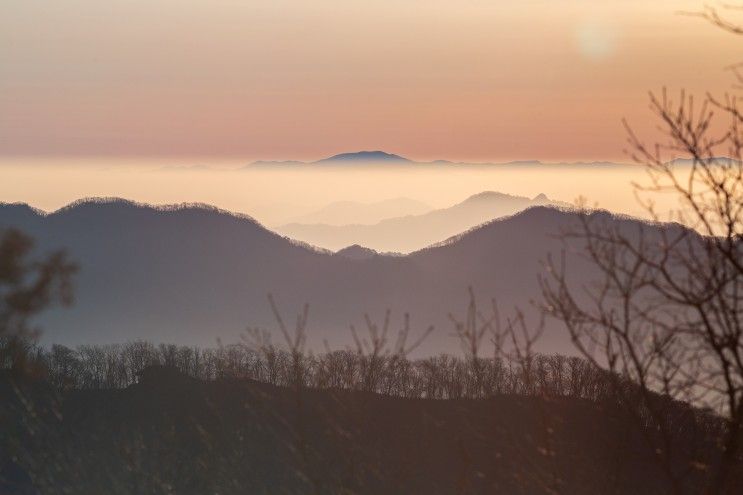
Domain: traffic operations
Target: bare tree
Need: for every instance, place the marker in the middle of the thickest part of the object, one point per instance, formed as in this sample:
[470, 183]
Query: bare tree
[665, 313]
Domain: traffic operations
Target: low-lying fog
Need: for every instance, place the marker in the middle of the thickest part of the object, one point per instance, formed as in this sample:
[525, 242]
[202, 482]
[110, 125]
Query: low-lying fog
[280, 194]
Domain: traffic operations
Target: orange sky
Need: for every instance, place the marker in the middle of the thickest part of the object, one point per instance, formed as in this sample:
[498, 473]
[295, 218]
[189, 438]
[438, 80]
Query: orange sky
[454, 79]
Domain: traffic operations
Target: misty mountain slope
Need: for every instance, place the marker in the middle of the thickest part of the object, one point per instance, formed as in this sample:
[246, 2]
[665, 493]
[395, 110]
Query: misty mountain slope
[408, 233]
[378, 157]
[195, 274]
[344, 212]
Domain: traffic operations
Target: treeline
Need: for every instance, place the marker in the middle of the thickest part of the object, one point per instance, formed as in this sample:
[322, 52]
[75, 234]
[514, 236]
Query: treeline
[441, 377]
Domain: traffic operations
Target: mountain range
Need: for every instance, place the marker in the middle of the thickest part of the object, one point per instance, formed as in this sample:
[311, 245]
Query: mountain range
[383, 157]
[410, 232]
[339, 212]
[192, 274]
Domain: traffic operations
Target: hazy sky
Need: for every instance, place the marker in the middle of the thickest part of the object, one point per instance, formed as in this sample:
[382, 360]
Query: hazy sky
[455, 79]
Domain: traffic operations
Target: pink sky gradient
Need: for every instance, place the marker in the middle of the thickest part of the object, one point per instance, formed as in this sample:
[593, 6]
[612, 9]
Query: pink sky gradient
[461, 80]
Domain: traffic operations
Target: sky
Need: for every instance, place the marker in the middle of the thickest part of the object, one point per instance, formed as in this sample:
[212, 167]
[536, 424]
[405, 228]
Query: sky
[470, 80]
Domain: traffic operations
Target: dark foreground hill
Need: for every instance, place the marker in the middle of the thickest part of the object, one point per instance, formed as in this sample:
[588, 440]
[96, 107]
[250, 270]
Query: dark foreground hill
[173, 434]
[192, 274]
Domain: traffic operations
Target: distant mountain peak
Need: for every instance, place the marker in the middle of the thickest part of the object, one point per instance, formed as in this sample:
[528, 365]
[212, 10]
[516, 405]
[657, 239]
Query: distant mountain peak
[365, 156]
[357, 252]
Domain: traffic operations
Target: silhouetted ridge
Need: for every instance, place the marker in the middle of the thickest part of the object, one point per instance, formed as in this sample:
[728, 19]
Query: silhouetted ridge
[365, 156]
[357, 252]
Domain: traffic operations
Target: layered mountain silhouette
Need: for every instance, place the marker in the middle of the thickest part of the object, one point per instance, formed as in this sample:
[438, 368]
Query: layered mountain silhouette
[383, 157]
[365, 156]
[191, 274]
[356, 157]
[410, 232]
[340, 212]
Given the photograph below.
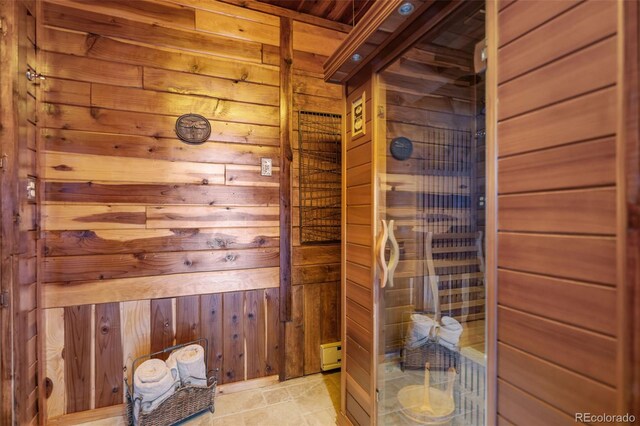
++++++++
◆ **Task statement**
Return the listing above word for word, with the pictures removed.

◆ **Exercise result**
Domain: traffic operations
Target: bare tree
Need: for every instance, place the marker in the middle of the thickest part of the object, one point per instance, formed as in this sample:
[470, 183]
Query: bare tree
[665, 313]
Domain: traffic operations
Target: low-lying fog
Need: for every instance, place the marker in the middle of the thickest part of the object, one point per instance, formed as in this sample:
[525, 242]
[202, 482]
[110, 125]
Query: low-lying fog
[280, 194]
Domain: traffic operations
Target: orange sky
Need: for every instance, place the marker in the middle of the thickest part of the object, one point per instance, formed as in this sample:
[498, 473]
[295, 218]
[189, 438]
[438, 80]
Query: orange sky
[454, 79]
Domain: traffic operations
Target: misty mountain slope
Need: for every instance, place the marker in the middle of the thickest part of the object, one point per instance, formed as in this sample:
[246, 2]
[665, 493]
[395, 110]
Query: misty mountain slope
[408, 233]
[378, 157]
[195, 274]
[344, 212]
Domain: traffic operations
Target: treeline
Need: for every instance, place the marker in the middle of the thickest part of the object, one point per instance, formed as in this sample:
[322, 52]
[75, 234]
[514, 236]
Query: treeline
[441, 377]
Domain: traffic operations
Target: mountain range
Need: for every instance, place the marker in the middle of the thickest part of the object, one point per instance, formed as in this sample:
[311, 245]
Query: mountain range
[383, 157]
[410, 232]
[339, 212]
[192, 274]
Domain: traffic operations
Target: hazy sky
Need: for every instance, place the marker in the middle of the thickest part of the object, one point per instance, formed as in this sample:
[382, 360]
Query: hazy sky
[455, 79]
Domain: traffic operations
Target: pink sky gradient
Need: for every instance, place the marker in the middle of the thickest part of the object, one point per instance, formed as in this sample:
[593, 6]
[612, 9]
Query: pink sky gradient
[461, 80]
Domain: traffic operations
Target: sky
Need: for every instance, place the marker in the middle of the thickest part of the object, one point per instance, formed as in this sample:
[212, 167]
[536, 424]
[405, 228]
Query: sky
[470, 80]
Domain: traffic operations
Target: dark foreground hill
Need: for every instance, place the marker in the middle of the thickest part of the object, one point per instance, formed as in this sample:
[588, 440]
[96, 107]
[250, 270]
Query: dark foreground hill
[173, 434]
[192, 274]
Domain: traffic operations
Target: distant mountain peak
Need: for every instance, place the marker in the middle of the thickest part of the object, one point per instance, formed as in this sample:
[528, 365]
[212, 10]
[516, 405]
[657, 239]
Query: distant mountain peak
[365, 156]
[357, 252]
Domain: traffic operations
Target: silhouetted ridge
Need: for every instance, place the marker in the middle of the thickest part of the object, one point per instance, formed as in this sample:
[728, 19]
Query: silhouetted ridge
[365, 156]
[357, 252]
Domain: traffic operations
Target: layered mountain silhouette
Need: for every instance, place the marker in the middle of the thickest part of the object, one point per instance, formed as in this sample:
[438, 368]
Query: layered mountain silhouette
[383, 157]
[365, 156]
[191, 274]
[356, 157]
[410, 232]
[340, 212]
Given the photograph below.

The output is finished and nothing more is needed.